В результате переговоров все доставленные из России ценности сдали Банкирскому дому «Мендельсон и К°» под временную расписку. Германские банкиры, приняв на временное хранение ценные бумаги, выдали расписку, «коей удостоверялось, что вклад составляет собственность Августейших Дочерей Их Императорских Величеств. До совершеннолетия же Их Императорских Высочеств распоряжение им принадлежит Ея Величеству Государыне Императрице Александре Федоровне».

Согласно достигнутым договоренностям, ценности вносились восемью отдельными вкладами. Каждой из дочерей царя причиталось по два вклада: один в английских фунтах, другой в германских марках – в самой надежной валюте в то время (см. табл. 50).

Таблица 50

Счета по суммам были разными. В фунтах стерлингах суммы были одинаковыми, а в германских марках значительно отличались. Самым крупным был вклад старшей дочери царя – великой княжны Ольги Николаевны, самый маленький – у великой княжны Анастасии Николаевны. Это объясняется очень просто. Великие княжны с момента рождения получали «жалованье», большая часть которого оседала на их личных счетах, поэтому у старшей Ольги Николаевны, родившейся в 1895 г., личных накоплений было, естественно, больше, чем у Анастасии, родившейся в 1901 г.

На эти вклады получили восемь отдельных расписок, которые были переданы действительному статскому советнику Федорову, «вместе с особою при каждой расписке доверенностью от имени Банкирского дома «Мендельсон и К°» на право распоряжения ценностями, составляющими вклад». Тогда же было оговорено, что на проценты по вкладам следует приобрести «свидетельства Прусского консолидированного 3,5 %-ного займа», которые также следует вносить от имени Банкирского дома «Мендельсон и К0» в Имперский банк на хранение, образуя каждый раз четыре отдельных анонимных (под «литерами») вклада. Собственно эти «литеры» и обеспечивали анонимность вклада.

Первый вклад, состоящий из «свидетельства Прусского консолидированного 3,5 %-ного займа», шел под литерами «А» и «В», – вклад великой княжны Ольги Николаевны. Второй вклад, под литерами «Е» и «D», – вклад великой княжны Татьяны Николаевны. Третий вклад под литерами «Е» и «F», – вклад великой княжны Марии Николаевны. Четвертый вклад под литерами «С» и «И», – вклад великой княжны Анастасии Николаевны.

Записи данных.

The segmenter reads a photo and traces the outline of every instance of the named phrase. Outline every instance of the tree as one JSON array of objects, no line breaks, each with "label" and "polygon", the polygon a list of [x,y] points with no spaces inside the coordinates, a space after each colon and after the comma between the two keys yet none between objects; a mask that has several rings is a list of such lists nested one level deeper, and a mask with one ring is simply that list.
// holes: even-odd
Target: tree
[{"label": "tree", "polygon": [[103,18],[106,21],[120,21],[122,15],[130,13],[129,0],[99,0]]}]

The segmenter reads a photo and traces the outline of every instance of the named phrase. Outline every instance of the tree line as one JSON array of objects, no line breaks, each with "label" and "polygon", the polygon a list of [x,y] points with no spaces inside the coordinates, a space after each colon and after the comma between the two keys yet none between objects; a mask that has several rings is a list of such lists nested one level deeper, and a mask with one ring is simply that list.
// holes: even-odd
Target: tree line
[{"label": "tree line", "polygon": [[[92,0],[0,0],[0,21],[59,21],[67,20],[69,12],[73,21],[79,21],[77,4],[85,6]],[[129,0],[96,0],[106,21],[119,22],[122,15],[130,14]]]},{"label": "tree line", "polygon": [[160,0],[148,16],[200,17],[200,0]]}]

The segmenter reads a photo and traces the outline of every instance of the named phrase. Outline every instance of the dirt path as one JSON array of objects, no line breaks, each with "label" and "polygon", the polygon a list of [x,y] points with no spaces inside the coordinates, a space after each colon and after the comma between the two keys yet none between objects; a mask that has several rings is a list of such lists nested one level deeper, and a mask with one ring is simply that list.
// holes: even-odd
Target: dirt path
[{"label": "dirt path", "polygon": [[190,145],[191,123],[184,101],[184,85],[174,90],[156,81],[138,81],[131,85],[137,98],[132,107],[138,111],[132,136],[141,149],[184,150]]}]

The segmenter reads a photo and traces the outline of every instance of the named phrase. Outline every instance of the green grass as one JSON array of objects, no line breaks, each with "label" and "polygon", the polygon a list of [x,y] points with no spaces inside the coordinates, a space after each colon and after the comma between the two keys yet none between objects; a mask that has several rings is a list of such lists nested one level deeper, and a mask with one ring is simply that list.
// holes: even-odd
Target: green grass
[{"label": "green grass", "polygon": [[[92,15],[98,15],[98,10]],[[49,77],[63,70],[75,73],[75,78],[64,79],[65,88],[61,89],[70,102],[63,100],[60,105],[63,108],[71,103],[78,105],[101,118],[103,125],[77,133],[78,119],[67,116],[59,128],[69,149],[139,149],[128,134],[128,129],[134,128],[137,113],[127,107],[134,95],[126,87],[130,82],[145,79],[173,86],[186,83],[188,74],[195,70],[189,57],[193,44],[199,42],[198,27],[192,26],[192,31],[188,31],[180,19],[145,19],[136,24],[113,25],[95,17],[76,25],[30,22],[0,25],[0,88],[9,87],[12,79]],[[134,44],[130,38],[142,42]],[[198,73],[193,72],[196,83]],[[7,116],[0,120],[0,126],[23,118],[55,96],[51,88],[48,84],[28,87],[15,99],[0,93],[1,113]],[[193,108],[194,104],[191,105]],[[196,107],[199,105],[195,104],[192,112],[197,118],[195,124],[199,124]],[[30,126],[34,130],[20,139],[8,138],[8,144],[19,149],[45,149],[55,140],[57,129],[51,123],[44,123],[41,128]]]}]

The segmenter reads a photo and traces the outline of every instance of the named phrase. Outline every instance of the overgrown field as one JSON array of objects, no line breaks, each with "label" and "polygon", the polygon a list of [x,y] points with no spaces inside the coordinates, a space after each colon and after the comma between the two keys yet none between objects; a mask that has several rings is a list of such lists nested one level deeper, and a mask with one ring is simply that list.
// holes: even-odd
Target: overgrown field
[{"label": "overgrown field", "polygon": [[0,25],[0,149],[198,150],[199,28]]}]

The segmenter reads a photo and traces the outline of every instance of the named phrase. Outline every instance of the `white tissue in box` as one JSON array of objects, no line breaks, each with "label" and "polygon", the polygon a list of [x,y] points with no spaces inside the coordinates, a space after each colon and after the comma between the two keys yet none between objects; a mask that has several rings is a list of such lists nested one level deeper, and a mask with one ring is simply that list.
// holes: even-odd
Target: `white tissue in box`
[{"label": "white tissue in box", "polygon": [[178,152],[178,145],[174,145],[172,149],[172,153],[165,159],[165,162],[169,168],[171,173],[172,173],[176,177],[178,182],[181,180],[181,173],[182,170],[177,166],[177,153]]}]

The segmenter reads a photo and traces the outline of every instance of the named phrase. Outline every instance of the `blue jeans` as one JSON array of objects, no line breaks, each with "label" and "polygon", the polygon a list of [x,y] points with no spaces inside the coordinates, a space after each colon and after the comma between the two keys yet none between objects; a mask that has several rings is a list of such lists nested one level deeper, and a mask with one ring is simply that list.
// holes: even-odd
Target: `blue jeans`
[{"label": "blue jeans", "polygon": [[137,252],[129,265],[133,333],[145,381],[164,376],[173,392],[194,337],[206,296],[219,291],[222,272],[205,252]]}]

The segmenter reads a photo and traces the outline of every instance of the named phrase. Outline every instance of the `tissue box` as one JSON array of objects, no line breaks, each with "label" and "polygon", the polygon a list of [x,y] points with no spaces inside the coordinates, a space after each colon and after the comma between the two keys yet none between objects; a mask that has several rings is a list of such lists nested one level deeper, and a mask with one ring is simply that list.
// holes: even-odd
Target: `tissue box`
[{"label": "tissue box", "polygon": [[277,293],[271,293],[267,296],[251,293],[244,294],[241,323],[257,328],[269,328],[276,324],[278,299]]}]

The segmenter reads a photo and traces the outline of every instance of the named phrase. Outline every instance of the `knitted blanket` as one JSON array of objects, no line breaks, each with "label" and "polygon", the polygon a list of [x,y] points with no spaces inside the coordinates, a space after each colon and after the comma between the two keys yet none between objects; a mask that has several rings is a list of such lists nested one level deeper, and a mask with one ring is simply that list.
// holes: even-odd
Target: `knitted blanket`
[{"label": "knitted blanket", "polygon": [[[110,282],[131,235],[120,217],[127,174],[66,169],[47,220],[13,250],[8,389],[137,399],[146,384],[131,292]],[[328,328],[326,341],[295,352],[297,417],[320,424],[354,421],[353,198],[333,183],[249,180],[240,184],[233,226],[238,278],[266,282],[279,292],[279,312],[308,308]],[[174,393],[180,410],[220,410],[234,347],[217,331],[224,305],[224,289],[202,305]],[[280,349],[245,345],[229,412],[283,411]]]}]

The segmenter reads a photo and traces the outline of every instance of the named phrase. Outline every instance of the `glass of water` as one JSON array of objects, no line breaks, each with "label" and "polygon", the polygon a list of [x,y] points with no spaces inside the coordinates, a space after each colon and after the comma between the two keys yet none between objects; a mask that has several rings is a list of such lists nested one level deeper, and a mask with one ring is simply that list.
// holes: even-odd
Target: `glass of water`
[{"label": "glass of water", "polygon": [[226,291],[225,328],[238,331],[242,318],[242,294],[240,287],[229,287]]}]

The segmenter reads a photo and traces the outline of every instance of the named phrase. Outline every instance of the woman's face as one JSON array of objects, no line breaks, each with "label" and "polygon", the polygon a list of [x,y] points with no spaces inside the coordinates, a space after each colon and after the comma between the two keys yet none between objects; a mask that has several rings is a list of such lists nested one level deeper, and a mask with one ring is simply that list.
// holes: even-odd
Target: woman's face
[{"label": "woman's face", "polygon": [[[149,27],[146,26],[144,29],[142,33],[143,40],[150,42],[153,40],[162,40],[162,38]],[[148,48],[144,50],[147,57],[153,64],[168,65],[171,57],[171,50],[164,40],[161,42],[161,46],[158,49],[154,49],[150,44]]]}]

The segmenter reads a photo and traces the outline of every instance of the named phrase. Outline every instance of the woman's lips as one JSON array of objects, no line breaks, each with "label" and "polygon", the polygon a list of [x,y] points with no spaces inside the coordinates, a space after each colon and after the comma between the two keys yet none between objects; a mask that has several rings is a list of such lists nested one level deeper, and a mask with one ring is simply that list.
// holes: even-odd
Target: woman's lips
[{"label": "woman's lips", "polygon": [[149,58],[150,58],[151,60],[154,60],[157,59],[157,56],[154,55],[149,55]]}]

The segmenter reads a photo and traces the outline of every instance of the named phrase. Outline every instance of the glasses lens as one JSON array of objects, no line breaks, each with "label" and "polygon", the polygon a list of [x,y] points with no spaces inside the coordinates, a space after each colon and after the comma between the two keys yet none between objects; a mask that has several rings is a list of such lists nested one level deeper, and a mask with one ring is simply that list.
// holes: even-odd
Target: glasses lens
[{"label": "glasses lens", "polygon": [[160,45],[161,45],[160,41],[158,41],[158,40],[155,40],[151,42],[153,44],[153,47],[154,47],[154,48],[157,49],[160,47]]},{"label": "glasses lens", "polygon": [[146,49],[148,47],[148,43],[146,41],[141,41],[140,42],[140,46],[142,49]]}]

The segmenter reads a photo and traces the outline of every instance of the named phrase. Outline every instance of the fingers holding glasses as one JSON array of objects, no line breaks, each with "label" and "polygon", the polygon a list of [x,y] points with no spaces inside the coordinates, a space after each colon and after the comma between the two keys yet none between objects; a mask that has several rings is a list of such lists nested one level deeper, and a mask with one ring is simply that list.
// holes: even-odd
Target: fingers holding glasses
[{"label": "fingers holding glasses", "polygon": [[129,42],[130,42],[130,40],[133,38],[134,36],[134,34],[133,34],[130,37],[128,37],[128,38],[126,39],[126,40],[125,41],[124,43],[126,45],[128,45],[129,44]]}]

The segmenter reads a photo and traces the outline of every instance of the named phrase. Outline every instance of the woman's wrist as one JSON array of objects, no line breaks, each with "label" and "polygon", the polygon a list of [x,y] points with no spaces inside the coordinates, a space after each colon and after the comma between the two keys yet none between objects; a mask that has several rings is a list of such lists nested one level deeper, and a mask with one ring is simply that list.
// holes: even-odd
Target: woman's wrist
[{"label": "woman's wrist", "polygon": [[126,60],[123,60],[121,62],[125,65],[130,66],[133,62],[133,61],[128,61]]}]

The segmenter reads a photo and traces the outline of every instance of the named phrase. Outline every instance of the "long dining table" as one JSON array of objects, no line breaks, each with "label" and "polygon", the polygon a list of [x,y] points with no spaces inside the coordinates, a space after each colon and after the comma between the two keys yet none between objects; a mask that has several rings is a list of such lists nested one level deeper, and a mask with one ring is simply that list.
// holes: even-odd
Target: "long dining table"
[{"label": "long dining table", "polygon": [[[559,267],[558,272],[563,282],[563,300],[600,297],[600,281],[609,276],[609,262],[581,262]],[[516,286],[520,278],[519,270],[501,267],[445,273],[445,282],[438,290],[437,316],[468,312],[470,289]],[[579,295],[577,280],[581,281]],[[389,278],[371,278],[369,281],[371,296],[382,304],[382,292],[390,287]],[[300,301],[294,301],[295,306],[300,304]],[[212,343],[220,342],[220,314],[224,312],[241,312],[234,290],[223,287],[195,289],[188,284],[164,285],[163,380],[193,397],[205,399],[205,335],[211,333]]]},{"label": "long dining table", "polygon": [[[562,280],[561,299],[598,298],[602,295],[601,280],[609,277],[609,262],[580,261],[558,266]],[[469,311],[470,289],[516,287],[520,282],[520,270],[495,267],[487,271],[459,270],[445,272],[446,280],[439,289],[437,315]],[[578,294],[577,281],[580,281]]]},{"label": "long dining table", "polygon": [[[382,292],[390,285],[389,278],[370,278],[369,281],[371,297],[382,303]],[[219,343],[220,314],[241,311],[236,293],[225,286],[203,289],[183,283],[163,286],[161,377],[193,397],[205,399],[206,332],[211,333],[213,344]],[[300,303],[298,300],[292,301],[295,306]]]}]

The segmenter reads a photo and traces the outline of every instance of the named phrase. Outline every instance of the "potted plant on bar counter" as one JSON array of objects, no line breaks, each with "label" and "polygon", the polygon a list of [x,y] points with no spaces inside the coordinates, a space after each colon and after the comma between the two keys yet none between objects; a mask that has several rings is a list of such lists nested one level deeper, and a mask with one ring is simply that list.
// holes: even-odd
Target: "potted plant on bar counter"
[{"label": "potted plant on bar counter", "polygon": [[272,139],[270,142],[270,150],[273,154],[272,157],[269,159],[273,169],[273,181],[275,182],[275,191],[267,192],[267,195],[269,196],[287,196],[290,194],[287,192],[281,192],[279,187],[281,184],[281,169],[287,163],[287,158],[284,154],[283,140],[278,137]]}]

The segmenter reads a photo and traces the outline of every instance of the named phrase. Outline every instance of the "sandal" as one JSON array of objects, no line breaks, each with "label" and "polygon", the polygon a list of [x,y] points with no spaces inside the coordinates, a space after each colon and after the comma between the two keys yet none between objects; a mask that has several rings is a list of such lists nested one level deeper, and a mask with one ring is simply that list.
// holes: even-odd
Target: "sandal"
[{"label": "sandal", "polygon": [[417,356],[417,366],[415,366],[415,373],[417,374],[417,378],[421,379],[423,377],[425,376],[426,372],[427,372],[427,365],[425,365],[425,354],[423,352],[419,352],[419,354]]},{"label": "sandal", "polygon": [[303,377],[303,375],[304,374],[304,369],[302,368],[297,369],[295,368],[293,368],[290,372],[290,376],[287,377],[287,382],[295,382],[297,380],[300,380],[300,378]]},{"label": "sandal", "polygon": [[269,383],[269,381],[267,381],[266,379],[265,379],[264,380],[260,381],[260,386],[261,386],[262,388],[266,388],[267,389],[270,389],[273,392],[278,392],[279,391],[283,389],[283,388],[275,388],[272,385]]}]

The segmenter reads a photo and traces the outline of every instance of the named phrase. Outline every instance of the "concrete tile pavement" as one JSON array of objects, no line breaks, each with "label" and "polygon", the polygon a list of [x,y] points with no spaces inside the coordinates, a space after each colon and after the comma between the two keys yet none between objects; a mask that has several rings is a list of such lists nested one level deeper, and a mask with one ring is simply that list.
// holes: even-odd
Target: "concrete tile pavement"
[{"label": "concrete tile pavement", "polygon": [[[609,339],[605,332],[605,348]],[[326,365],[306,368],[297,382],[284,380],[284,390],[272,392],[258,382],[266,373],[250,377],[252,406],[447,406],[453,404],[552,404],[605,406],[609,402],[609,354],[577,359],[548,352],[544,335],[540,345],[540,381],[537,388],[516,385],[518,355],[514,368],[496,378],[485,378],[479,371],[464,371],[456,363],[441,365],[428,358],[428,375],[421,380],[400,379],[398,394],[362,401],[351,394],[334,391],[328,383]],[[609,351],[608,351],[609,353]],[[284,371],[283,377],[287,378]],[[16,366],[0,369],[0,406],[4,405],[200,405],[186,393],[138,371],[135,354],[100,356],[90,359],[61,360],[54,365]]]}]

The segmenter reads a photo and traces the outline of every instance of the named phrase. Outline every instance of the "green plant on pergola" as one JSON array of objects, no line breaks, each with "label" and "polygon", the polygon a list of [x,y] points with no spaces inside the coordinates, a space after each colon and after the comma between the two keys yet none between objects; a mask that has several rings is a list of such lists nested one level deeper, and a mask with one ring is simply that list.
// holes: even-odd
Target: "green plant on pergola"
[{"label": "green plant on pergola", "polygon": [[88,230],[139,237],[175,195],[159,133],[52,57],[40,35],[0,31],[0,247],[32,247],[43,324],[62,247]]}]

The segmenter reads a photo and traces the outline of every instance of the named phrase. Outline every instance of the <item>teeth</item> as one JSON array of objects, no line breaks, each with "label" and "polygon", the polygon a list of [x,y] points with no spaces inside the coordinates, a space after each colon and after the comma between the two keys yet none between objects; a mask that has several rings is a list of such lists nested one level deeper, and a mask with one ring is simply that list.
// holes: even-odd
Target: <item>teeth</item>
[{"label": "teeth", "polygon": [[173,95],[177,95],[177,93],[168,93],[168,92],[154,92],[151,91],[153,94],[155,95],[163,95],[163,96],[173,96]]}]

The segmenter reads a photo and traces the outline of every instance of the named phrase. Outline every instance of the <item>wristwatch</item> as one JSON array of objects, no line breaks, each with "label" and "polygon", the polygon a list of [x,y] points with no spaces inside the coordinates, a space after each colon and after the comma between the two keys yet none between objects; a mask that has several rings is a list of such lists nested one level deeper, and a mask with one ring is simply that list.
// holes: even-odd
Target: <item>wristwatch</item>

ЧТО СДЕЛАТЬ.
1. Перепишите без изменений строки из записей, начиная со строки с «of the glasses» и заканчивая строкой с «Target: glasses lens», обе включительно.
2. Напишите продолжение текста о вкладах дочерей царя в банкирском доме «Мендельсон и К°» с места, где он заканчивается.

ОТВЕТЫ.
1.
The segmenter reads a photo and traces the outline of every instance of the named phrase. Outline every instance of the glasses lens as one JSON array of objects, no line breaks, each with "label" and "polygon", the polygon a list of [x,y] points with no spaces inside the coordinates, a space after each colon and after the comma between the two keys yet none between objects; a mask that has several rings is a list of such lists nested one level deeper, and a mask with one ring is simply that list.
// holes: even-odd
Target: glasses lens

2.
Из этих же средств Банкирский дом «Мендельсон и К0» получал свои комиссионные. Расписки на вклады вместе с доверенностями также должны были передаваться Федорову. Предполагалось, что по этим доверенностям право на управление капиталами, до достижения 20-летнего возраста великими княжнами поступает к императрице Александре Федоровне, министру Императорского двора В.Б. Фредериксу и действительному статскому советнику Федорову. Причем каждое из названных лиц имело право воспользоваться деньгами независимо друг от друга. В этой ситуации поразительно доверие царственных клиентов к действительному статскому советнику Венедикту Савельевичу Федорову. Отчасти оно объясняется не только безупречным послужным списком Федорова, но и тем, что по сравнению с императрицей Александрой Федоровной и на тот момент 67-летним министром Императорского двора В.Б. Фредериксом, B.C. Федоров был относительно «незаметен» и соответственно мобилен, что обеспечивало определенную легкость доступа к указанным вкладам.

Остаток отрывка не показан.